*WORK ITEM*
Lines below that include "lace" are the answer; copy each one.

*RECORDS FOR THIS TASK*

---

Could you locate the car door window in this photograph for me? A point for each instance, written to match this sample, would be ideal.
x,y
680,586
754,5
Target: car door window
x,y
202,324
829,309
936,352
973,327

---

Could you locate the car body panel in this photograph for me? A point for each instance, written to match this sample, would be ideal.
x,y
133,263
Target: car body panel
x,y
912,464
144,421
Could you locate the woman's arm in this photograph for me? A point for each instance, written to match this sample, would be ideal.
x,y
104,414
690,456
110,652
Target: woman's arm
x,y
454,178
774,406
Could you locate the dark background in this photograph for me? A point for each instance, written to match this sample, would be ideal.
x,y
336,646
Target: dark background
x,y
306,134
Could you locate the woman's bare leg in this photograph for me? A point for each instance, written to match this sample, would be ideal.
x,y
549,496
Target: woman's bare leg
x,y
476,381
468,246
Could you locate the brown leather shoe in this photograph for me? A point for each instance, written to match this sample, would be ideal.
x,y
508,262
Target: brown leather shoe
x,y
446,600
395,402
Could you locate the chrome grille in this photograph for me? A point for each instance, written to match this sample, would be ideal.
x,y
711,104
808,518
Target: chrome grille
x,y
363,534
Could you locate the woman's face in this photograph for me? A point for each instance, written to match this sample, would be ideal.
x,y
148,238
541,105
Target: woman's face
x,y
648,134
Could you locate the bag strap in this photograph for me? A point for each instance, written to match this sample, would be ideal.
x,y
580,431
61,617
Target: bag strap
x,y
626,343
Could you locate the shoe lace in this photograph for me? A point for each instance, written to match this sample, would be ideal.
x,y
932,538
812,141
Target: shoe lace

---

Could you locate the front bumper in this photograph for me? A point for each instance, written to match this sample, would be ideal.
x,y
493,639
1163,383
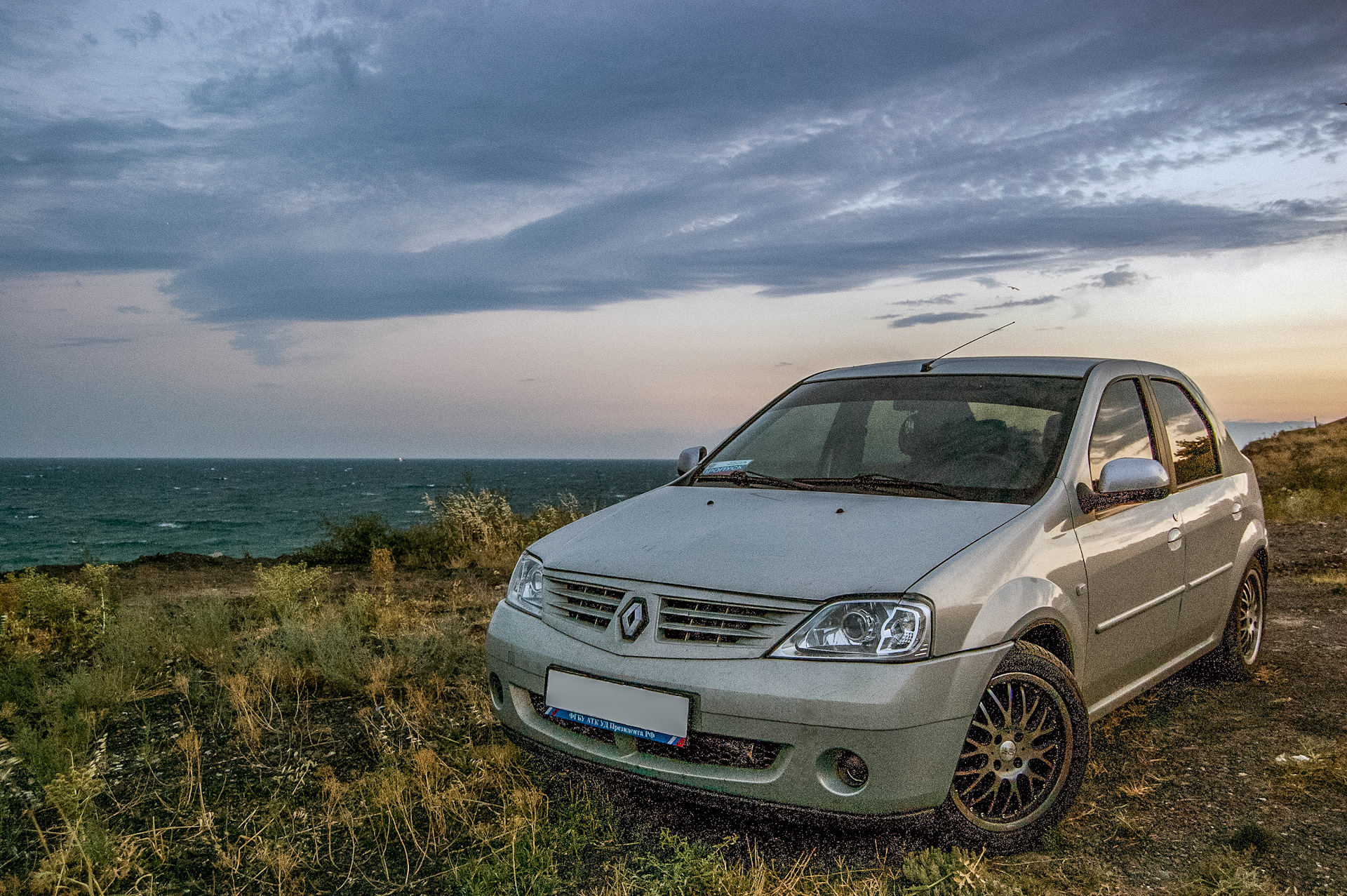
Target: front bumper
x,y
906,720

---

*EXERCISE OUTPUT*
Could you locate the shoe lace in this photograph for me? A point for each instance, written to match this sample, would be ideal.
Target: shoe lace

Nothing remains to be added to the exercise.